Natural language region descriptions:
======

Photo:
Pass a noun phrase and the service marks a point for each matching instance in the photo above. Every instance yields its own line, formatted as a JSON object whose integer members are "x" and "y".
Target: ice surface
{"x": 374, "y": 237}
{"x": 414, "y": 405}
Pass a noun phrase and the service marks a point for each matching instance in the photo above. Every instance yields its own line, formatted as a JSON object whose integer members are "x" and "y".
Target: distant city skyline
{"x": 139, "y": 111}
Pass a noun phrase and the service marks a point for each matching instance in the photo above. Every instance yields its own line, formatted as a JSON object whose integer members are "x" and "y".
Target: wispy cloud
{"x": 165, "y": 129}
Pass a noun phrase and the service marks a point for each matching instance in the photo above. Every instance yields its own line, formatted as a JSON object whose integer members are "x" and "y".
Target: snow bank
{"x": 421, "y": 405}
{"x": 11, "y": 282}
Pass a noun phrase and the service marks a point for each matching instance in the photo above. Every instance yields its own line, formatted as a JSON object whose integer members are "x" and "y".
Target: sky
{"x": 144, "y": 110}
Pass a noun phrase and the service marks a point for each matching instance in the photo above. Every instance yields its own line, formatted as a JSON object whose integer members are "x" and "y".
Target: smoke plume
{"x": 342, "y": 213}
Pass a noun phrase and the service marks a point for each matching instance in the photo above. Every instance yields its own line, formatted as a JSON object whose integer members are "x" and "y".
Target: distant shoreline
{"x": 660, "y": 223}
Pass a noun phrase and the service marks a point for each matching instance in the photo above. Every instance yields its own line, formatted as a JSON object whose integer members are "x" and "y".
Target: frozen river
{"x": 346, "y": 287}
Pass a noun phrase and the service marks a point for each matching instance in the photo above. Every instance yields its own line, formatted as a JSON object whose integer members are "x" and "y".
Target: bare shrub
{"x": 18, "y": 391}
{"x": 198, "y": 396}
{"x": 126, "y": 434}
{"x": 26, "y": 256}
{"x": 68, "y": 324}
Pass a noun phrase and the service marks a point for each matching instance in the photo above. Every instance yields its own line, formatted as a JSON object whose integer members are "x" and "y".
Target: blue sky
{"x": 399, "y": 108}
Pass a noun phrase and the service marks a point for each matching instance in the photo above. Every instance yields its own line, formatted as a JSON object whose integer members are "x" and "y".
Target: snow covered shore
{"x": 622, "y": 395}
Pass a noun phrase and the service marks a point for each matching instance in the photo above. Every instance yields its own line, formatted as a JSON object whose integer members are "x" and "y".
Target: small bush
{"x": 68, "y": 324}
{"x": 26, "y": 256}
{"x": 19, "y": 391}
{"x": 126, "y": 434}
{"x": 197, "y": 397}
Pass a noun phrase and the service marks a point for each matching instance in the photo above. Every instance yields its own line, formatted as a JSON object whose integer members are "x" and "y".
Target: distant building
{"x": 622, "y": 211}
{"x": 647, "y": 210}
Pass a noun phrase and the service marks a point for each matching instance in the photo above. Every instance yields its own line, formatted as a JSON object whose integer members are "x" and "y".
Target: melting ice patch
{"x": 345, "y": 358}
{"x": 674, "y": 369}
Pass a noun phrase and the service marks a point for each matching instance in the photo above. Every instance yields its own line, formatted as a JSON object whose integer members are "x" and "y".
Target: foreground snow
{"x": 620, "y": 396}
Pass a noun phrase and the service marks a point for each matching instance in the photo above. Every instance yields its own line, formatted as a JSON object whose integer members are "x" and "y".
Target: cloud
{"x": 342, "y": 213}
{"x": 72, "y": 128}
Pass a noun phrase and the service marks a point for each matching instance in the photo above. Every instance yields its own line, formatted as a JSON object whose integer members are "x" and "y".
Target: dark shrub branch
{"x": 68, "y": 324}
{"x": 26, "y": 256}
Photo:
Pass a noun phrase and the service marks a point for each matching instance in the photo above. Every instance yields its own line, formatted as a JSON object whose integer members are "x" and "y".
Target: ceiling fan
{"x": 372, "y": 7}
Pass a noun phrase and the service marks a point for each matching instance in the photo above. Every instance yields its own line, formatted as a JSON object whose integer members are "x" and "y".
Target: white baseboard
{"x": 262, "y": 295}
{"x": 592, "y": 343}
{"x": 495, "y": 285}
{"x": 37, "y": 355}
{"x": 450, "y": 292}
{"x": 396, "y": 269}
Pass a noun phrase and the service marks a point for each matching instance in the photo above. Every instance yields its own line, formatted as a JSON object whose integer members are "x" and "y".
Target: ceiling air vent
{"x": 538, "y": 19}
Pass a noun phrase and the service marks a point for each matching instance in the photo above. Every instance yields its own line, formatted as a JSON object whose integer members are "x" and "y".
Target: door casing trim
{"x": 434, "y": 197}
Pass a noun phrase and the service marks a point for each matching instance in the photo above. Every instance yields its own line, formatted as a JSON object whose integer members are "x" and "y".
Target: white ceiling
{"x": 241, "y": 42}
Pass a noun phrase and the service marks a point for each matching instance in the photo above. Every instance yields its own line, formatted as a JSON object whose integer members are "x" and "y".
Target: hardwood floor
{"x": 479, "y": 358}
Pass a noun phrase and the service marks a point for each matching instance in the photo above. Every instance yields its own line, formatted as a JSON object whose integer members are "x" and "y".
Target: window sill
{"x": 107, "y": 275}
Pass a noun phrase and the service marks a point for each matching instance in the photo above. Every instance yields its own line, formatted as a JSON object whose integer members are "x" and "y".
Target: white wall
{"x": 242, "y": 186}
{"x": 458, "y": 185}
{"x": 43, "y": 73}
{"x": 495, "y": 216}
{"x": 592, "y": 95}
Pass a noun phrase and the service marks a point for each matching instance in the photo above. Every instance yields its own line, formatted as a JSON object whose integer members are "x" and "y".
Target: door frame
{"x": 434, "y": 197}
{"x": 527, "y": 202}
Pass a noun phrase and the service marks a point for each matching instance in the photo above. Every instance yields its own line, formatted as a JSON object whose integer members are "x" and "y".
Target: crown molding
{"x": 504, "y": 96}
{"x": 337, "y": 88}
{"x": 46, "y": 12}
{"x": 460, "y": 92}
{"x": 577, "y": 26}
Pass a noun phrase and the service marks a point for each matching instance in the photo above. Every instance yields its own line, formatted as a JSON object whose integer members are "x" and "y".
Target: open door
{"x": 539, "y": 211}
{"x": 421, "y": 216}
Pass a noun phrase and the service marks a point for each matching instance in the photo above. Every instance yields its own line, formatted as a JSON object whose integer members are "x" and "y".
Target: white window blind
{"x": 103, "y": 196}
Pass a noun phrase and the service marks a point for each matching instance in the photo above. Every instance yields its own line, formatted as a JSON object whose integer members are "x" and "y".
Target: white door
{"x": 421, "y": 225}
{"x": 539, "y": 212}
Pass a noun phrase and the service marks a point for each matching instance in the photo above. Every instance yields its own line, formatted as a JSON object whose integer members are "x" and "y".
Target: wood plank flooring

======

Exactly reproduce all of the entries above.

Photo:
Pass a noun phrase and the service marks a point for each matching instance in the photo above. Every instance yields its own line, formatted as a JSON object whose integer members are "x" and "y".
Target: ice surface
{"x": 374, "y": 237}
{"x": 414, "y": 405}
Pass a noun phrase and the service marks a point for each matching instance in the photo above. Every instance yields its own line, formatted as a JSON object whose integer members are "x" and "y".
Target: distant city skyline
{"x": 139, "y": 111}
Pass a noun phrase and the service marks a point for each matching instance in the photo above. Every instance yields its own line, formatted as a JSON object whose integer members are "x" and "y".
Target: wispy cloud
{"x": 165, "y": 129}
Pass a noun phrase and the service marks a point for each matching instance in the photo above. Every instance yields its own line, formatted as a JSON object whose integer members are "x" and "y".
Target: snow bank
{"x": 421, "y": 405}
{"x": 11, "y": 282}
Pass a noun phrase and the service marks a point for each matching instance in the photo above. Every instance yields its own line, formatted as a JSON object whose integer members are "x" and "y".
Target: sky
{"x": 144, "y": 110}
Pass a noun phrase and the service marks a point for each matching instance in the photo above. Every instance yields its own line, formatted as a JSON object whose integer members are "x" and "y".
Target: smoke plume
{"x": 342, "y": 213}
Pass a noun phrase and the service marks a point for each matching instance in the photo above. Every instance yields its own line, formatted as a JSON object whose integer members are "x" and "y".
Target: distant shoreline
{"x": 660, "y": 223}
Pass a noun phrase and the service marks a point for each matching instance in the photo above. Every instance yields its own line, formatted as a JSON object whose integer members are "x" and "y".
Target: frozen river
{"x": 346, "y": 287}
Pass a noun phrase and the service marks a point for each matching instance in the photo above. Every instance yields its own line, formatted as a JSON object whose integer members are "x" and "y".
Target: bare shrub
{"x": 18, "y": 391}
{"x": 198, "y": 396}
{"x": 126, "y": 434}
{"x": 26, "y": 256}
{"x": 68, "y": 324}
Pass a noun phrase and the service marks a point for each matching instance in the photo above. Every instance yields its own line, formatted as a JSON object whose integer members are "x" and "y".
Target: blue sky
{"x": 399, "y": 108}
Pass a noun phrase and the service marks a point for each matching instance in the photo above. Every instance yields its own line, formatted as a JSON object whose integer members are "x" and "y".
Target: snow covered shore
{"x": 622, "y": 395}
Pass a noun phrase and the service marks a point for each matching instance in the photo above. Every instance yields its own line, formatted as a JSON object whose integer members are "x" and "y".
Target: small bush
{"x": 68, "y": 324}
{"x": 26, "y": 256}
{"x": 19, "y": 391}
{"x": 126, "y": 434}
{"x": 197, "y": 397}
Pass a noun phrase and the service marks a point for each matching instance in the photo above. Every instance yields its own line, formatted as a JSON object whose integer members are "x" and "y".
Target: distant building
{"x": 622, "y": 211}
{"x": 647, "y": 210}
Pass a noun phrase and the service marks a point for each matching instance in the photo above. Every instance yields its own line, formatted as a JSON object whose integer members are "x" and "y".
Target: melting ice patch
{"x": 345, "y": 358}
{"x": 674, "y": 369}
Pass a noun phrase and the service marks a point for each matching instance in the photo above. Every instance yields its own line, formatted as a JSON object whose integer members are "x" and "y".
Target: foreground snow
{"x": 620, "y": 396}
Pass a noun phrase and the service marks a point for each matching instance in the photo above. Every instance yields its own line, formatted as a JSON object whose integer members are "x" and "y".
Target: cloud
{"x": 342, "y": 213}
{"x": 72, "y": 128}
Pass a noun phrase and the service marks a point for each matching instance in the photo above. Every instance yields its own line, formatted as a JSON object whose integer members are "x" and "y".
Target: dark shrub branch
{"x": 68, "y": 324}
{"x": 26, "y": 256}
Photo:
Pass a noun phrase and the service marks a point for each matching instance in the photo above. Every instance yields its own line, formatted as a JSON object whose integer members are "x" and "y".
Target: ceiling fan
{"x": 372, "y": 7}
Pass a noun phrase and the service marks a point for each matching instance in the photo above. Every instance yields its own line, formatted as a JSON object whose integer members are "x" and "y".
Target: white baseboard
{"x": 262, "y": 295}
{"x": 592, "y": 343}
{"x": 495, "y": 285}
{"x": 37, "y": 355}
{"x": 450, "y": 292}
{"x": 396, "y": 269}
Pass a noun phrase and the service marks a point for each matching instance in the photo above. Every instance yields its own line, formatted as a JSON object whose integer members are "x" and "y".
Target: ceiling air vent
{"x": 538, "y": 19}
Pass a noun phrase and the service marks a point for each matching instance in the photo above. Every instance yields its own line, formatted as a JSON object whose integer members are "x" and "y".
Target: door casing trim
{"x": 434, "y": 197}
Pass a noun phrase and the service marks a point for each matching instance in the photo above. Every instance yields its own line, formatted as a JSON object whose integer members are "x" and "y".
Target: white ceiling
{"x": 241, "y": 42}
Pass a noun phrase and the service marks a point for each matching instance in the photo above. Every instance yields its own line, formatted as a JSON object whose integer members are "x" and "y".
Target: hardwood floor
{"x": 479, "y": 358}
Pass a noun phrase and the service marks a point for each matching instance in the photo above. Every instance yields its own line, formatted as a JSON object whose integer members are "x" and "y".
Target: window sill
{"x": 107, "y": 275}
Pass a noun phrase and the service marks a point for each matching instance in the photo above. Every instance yields its own line, formatted as a JSON object whose integer members are "x" and "y".
Target: white wall
{"x": 242, "y": 186}
{"x": 458, "y": 185}
{"x": 43, "y": 73}
{"x": 495, "y": 216}
{"x": 592, "y": 95}
Pass a noun phrase and the service marks a point for each matching instance in the photo above. Every instance yields its own line, formatted as a JSON object whose integer members are "x" and "y".
Target: door frame
{"x": 434, "y": 197}
{"x": 527, "y": 202}
Pass a noun phrase and the service marks a point for each matching instance in the photo above. Every instance yields its own line, formatted as a JSON object whose integer members are "x" and "y".
Target: crown molding
{"x": 504, "y": 96}
{"x": 337, "y": 88}
{"x": 46, "y": 12}
{"x": 460, "y": 92}
{"x": 577, "y": 26}
Pass a noun phrase and the service marks a point for each matching instance in the photo above. Every instance yields its own line, formatted as a JSON object whose integer members are "x" and "y".
Target: open door
{"x": 539, "y": 211}
{"x": 421, "y": 216}
Pass a noun phrase and the service marks a point for each matching instance in the photo above. Every instance yields its own line, formatted as a JSON object whose integer members are "x" and "y".
Target: white window blind
{"x": 103, "y": 196}
Pass a noun phrase and the service marks a point for each matching instance in the photo above. Every instance yields its own line, formatted as a JSON object whose integer members are "x" and "y".
Target: white door
{"x": 421, "y": 225}
{"x": 539, "y": 212}
Pass a noun phrase and the service marks a point for each matching instance in the photo above. Every instance yields its own line, formatted as a JSON object whose integer members are "x" and "y".
Target: wood plank flooring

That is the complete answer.